出題 1: 源氏物語「松風」の本文で、月がはなやかに上ってきたころから始まったものは何か。答えよ。
出題 2: 源氏物語「松風」の本文を二文で要約せよ。
出題 3: 源氏物語「松風」の本文を、最後の文のあとから書き継いでください。

本文:
源氏物語、枕草子をはじめ古典の中の 美しい和歌 漢文を紹介してまいります🌸

久方の 光に近き 名のみして 朝夕霧も 晴れぬ山ざと〜源氏の君 勅答の歌【18帖 松風🌿】

帝の

月のすむ 川のをちなる 里なれば

かつらのかげは のどけかるらむ

〜月が住む…澄んでいる川の向こうにあるという桂の里だから、

 月の光をゆっくり眺めることができることであろう。

これに対しての返歌になります。

 

久方の 光に近き 名のみして

朝夕霧も 晴れぬ山ざと【源氏の君 勅答の歌】

〜桂の里といえば月に近いように思われますが

 それは名ばかりで朝夕霧も晴れない山里です

 

〈18帖 松風より〉

大井の野に残った殿上役人が、

しるしだけの小鳥を萩《はぎ》の枝などへつけて

あとを追って来た。

杯がたびたび巡ったあとで

川べの逍遥《しょうよう》を危《あや》ぶまれながら

源氏は桂の院で遊び暮らした。

月がはなやかに上ってきたころから音楽の合奏が始まった。

絃楽のほうは琵琶《びわ》、

和琴《わごん》などだけで笛の上手《じょうず》が皆選ばれて

伴奏をした曲は秋にしっくり合ったもので、

感じのよいこの小合奏に川風が吹き混じっておもしろかった。

月が高く上ったころ、

清澄な世界がここに現出したような今夜の桂の院へ、

殿上人がまた四、五人連れで来た。

殿上に伺候していたのであるが、音楽の遊びがあって、

帝《みかど》が、

「今日は六日の謹慎日が済んだ日であるから、

 きっと源氏の大臣《おとど》は来るはずであるのだ、どうしたか」

点アノテーションデータの抜粋:

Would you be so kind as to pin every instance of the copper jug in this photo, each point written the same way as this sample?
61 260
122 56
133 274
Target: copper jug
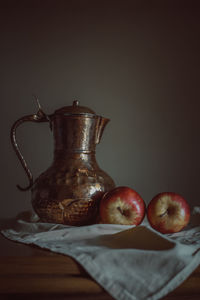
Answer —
69 191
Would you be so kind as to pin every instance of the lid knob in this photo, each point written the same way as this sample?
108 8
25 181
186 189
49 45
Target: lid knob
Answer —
75 103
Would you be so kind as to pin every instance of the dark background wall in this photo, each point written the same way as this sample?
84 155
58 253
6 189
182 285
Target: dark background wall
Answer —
135 62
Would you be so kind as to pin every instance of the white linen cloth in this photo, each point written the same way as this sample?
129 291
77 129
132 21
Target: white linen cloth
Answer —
130 263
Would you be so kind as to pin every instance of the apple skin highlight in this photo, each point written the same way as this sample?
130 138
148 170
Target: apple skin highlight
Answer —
122 205
168 212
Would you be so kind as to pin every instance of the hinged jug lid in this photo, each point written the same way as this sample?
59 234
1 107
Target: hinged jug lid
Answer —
74 109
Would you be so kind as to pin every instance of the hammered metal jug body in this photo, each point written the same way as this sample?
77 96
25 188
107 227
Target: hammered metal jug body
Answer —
69 191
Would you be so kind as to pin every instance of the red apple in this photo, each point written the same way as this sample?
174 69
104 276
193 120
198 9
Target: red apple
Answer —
122 205
168 212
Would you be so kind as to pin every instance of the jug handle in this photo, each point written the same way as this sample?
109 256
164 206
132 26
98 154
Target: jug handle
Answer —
40 116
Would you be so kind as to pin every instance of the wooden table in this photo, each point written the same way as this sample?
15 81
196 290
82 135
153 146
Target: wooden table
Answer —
27 272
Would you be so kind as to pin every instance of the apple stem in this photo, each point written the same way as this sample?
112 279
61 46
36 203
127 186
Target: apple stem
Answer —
163 214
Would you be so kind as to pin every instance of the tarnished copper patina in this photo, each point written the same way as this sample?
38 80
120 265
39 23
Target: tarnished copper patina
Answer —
69 191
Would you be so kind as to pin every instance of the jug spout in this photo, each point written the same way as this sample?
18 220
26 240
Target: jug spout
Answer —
102 122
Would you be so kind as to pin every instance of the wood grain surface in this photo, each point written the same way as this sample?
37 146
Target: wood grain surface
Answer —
28 272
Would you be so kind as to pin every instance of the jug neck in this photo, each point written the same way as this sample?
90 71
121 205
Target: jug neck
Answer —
75 133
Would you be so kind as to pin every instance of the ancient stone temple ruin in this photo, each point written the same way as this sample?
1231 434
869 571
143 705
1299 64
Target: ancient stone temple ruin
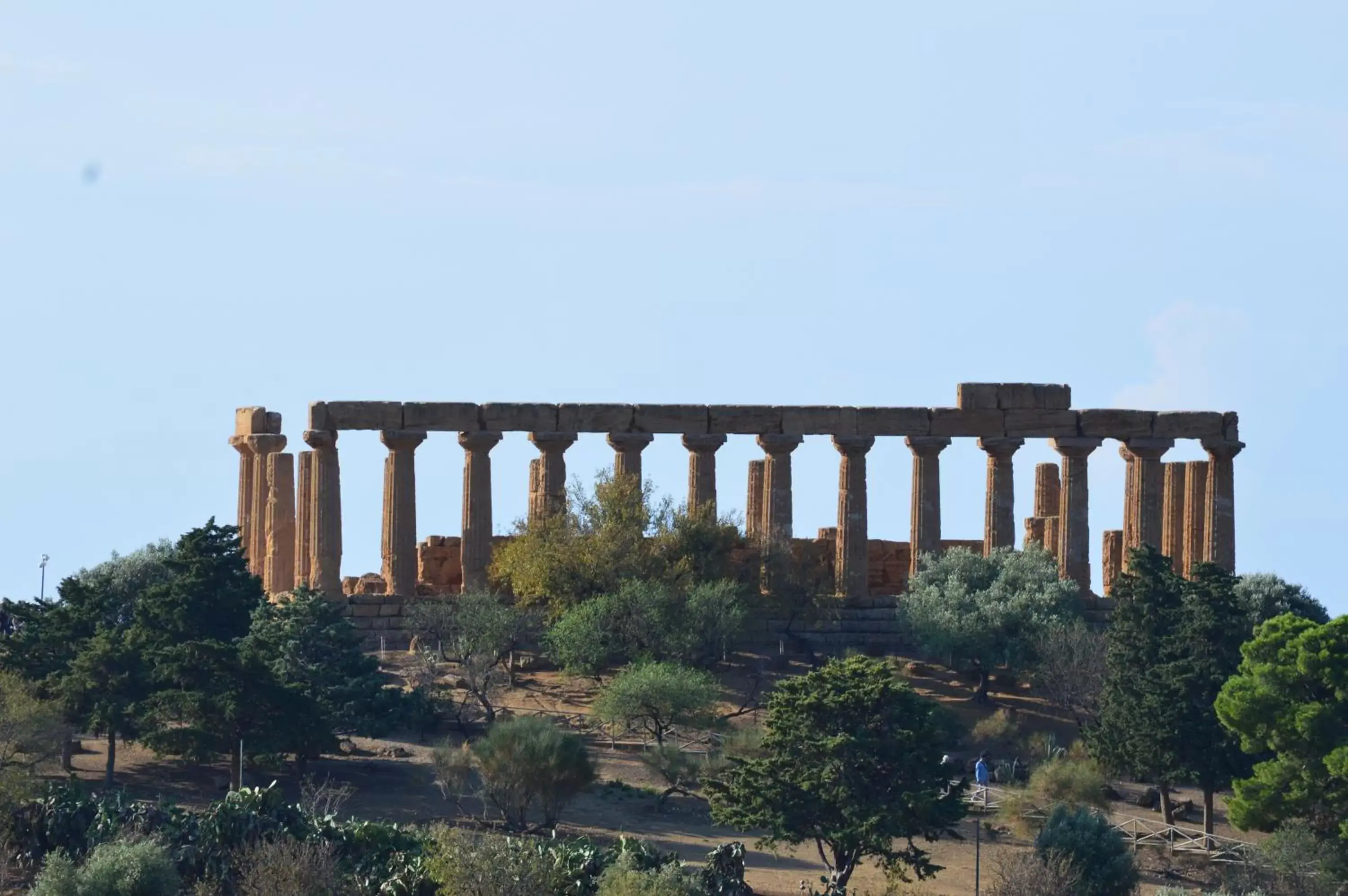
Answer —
290 507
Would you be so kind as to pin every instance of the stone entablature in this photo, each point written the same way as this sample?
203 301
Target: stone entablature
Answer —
1187 510
986 410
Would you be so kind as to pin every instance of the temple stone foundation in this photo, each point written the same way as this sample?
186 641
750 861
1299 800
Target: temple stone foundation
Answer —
289 508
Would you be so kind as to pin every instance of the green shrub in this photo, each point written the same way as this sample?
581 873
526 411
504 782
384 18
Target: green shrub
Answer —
290 868
526 762
120 868
1028 875
649 620
623 879
1086 840
468 864
657 697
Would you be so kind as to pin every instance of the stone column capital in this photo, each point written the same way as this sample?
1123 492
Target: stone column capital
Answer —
240 444
703 443
402 440
479 440
266 444
1222 449
1149 449
1076 447
629 441
321 439
928 445
546 443
1002 449
854 445
780 444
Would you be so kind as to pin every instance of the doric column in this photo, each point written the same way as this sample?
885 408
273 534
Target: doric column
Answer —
1172 515
850 559
1148 491
1075 510
244 518
325 514
279 570
754 504
304 516
925 528
537 506
1111 558
701 472
262 445
399 530
1130 492
777 484
1046 488
476 542
552 470
1034 531
627 452
1220 516
1195 515
999 508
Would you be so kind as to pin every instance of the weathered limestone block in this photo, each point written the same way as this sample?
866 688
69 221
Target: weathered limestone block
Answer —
754 504
976 397
1111 424
595 418
1172 515
1111 558
279 565
670 418
701 472
1018 397
476 550
1187 425
627 452
514 417
250 421
1220 508
1046 489
747 420
364 416
777 483
1075 515
952 422
1041 424
893 421
819 421
1195 515
999 507
440 417
927 495
1149 491
325 515
399 524
851 545
246 466
304 516
1053 397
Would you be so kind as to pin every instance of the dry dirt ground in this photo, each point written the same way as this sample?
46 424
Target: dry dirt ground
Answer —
393 781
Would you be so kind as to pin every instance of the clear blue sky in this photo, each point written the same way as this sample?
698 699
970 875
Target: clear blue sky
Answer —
662 203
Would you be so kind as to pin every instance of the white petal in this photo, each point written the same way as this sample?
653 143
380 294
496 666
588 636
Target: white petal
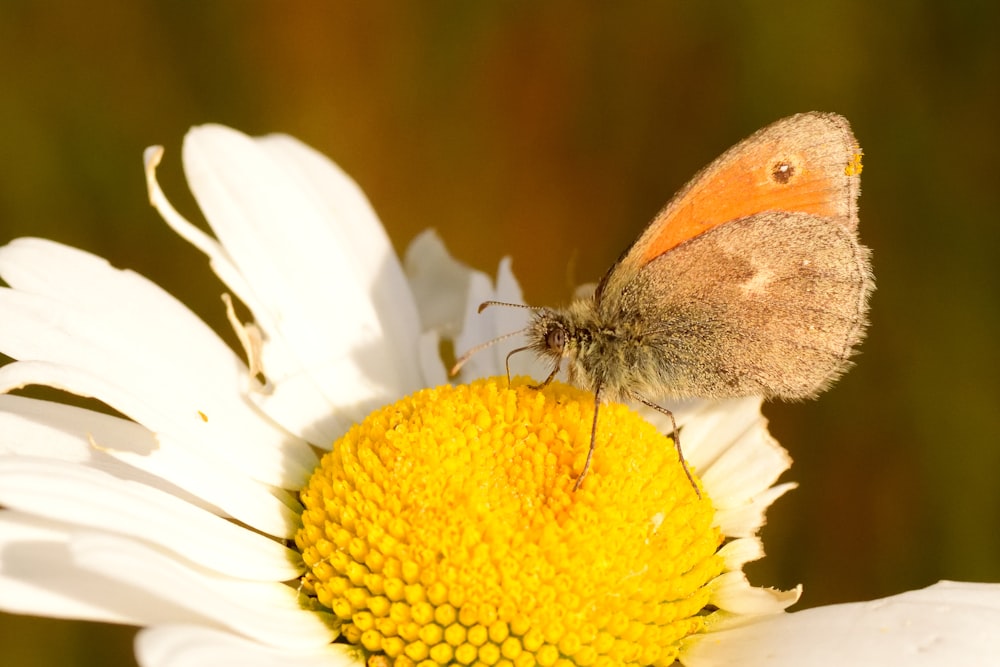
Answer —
86 497
440 283
732 593
39 577
137 349
267 612
122 448
945 624
197 646
325 288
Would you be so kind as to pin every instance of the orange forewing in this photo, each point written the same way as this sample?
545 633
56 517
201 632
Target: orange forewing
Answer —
743 186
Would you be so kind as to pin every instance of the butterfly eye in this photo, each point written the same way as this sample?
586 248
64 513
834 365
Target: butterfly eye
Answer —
556 339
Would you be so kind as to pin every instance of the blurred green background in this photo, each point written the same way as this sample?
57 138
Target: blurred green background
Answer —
552 132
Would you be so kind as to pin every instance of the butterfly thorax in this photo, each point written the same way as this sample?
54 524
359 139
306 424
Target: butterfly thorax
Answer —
600 353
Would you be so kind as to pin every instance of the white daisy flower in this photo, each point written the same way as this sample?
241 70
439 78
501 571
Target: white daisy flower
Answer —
441 528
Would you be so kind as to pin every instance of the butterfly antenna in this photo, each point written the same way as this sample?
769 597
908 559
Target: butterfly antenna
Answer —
482 346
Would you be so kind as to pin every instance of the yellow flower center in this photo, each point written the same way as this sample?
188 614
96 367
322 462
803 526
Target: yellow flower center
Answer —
444 529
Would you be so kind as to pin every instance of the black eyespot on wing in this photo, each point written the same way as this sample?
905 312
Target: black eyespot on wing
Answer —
783 171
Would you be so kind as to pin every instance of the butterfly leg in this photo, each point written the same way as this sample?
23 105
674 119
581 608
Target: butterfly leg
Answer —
675 434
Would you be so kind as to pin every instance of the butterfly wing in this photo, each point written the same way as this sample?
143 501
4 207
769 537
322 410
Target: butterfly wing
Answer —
808 163
770 305
751 281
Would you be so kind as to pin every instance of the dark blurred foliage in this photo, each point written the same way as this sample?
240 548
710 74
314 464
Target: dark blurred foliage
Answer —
551 132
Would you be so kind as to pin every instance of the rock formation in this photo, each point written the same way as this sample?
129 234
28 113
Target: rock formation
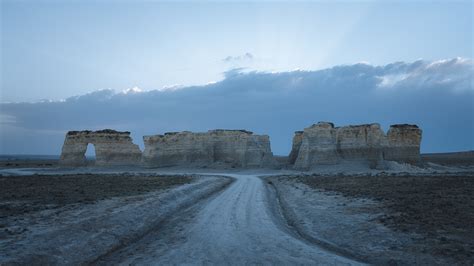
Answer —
403 143
111 148
297 139
323 143
234 148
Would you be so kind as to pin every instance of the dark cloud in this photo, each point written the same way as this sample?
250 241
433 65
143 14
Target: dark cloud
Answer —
439 96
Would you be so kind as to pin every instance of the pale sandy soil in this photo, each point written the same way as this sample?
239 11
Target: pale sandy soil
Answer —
386 219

解答 1: 音楽の合奏が始まった。

解答 2: 帝が、桂の里なら月の光をゆっくり眺められるだろうと詠んだのに対し、源氏の君は、月に近いというのは名ばかりで朝夕霧も晴れない山里だと返した。物語では、源氏が桂の院で杯を重ねて遊び暮らし、月が上ると音楽の合奏が始まり、月が高く上ったころに殿上人がまた四、五人連れで来た。

解答 3:
と仰せられた時に、

嵯峨へ行っていることが奏されて、

それで下された一人のお使いと同行者なのである。

月のすむ 川の遠《をち》なる 里なれば

 桂の影はのどけかるらん

 うらやましいことだ」

これが蔵人弁《くろうどのべん》であるお使いが

源氏に伝えたお言葉である。

源氏はかしこまって承った。

 

清涼殿での音楽よりも、

場所のおもしろさの多く加わったここの管絃楽に

新来の人々は興味を覚えた。また杯が多く巡った。

ここには纏頭《てんとう》にする物が備えてなかったために、

源氏は大井の山荘のほうへ、

「たいそうでないの纏頭品があれば」

と言ってやった。

明石《あかし》は手もとにあった品を取りそろえて持たせて来た。

衣服箱二荷であった。

お使いの弁は早く帰るので、さっそく女装束が纏頭に出された。

久方の 光に近き 名のみして 朝夕霧も 晴れぬ山ざと

というのが源氏の勅答の歌であった。

帝の行幸を待ち奉る意があるのであろう。

「中に生《お》ひたる」

(久方の中におひたる里なれば光をのみぞ頼むべらなる)

と源氏は古歌を口ずさんだ。

源氏がまた躬恒《みつね》が

「淡路にてあはとはるかに見し月の近き今宵《こよひ》はところがらかも」

と不思議がった歌のことを言い出すと、

源氏の以前のことを思って泣く人も出てきた。

皆酔ってもいるからである。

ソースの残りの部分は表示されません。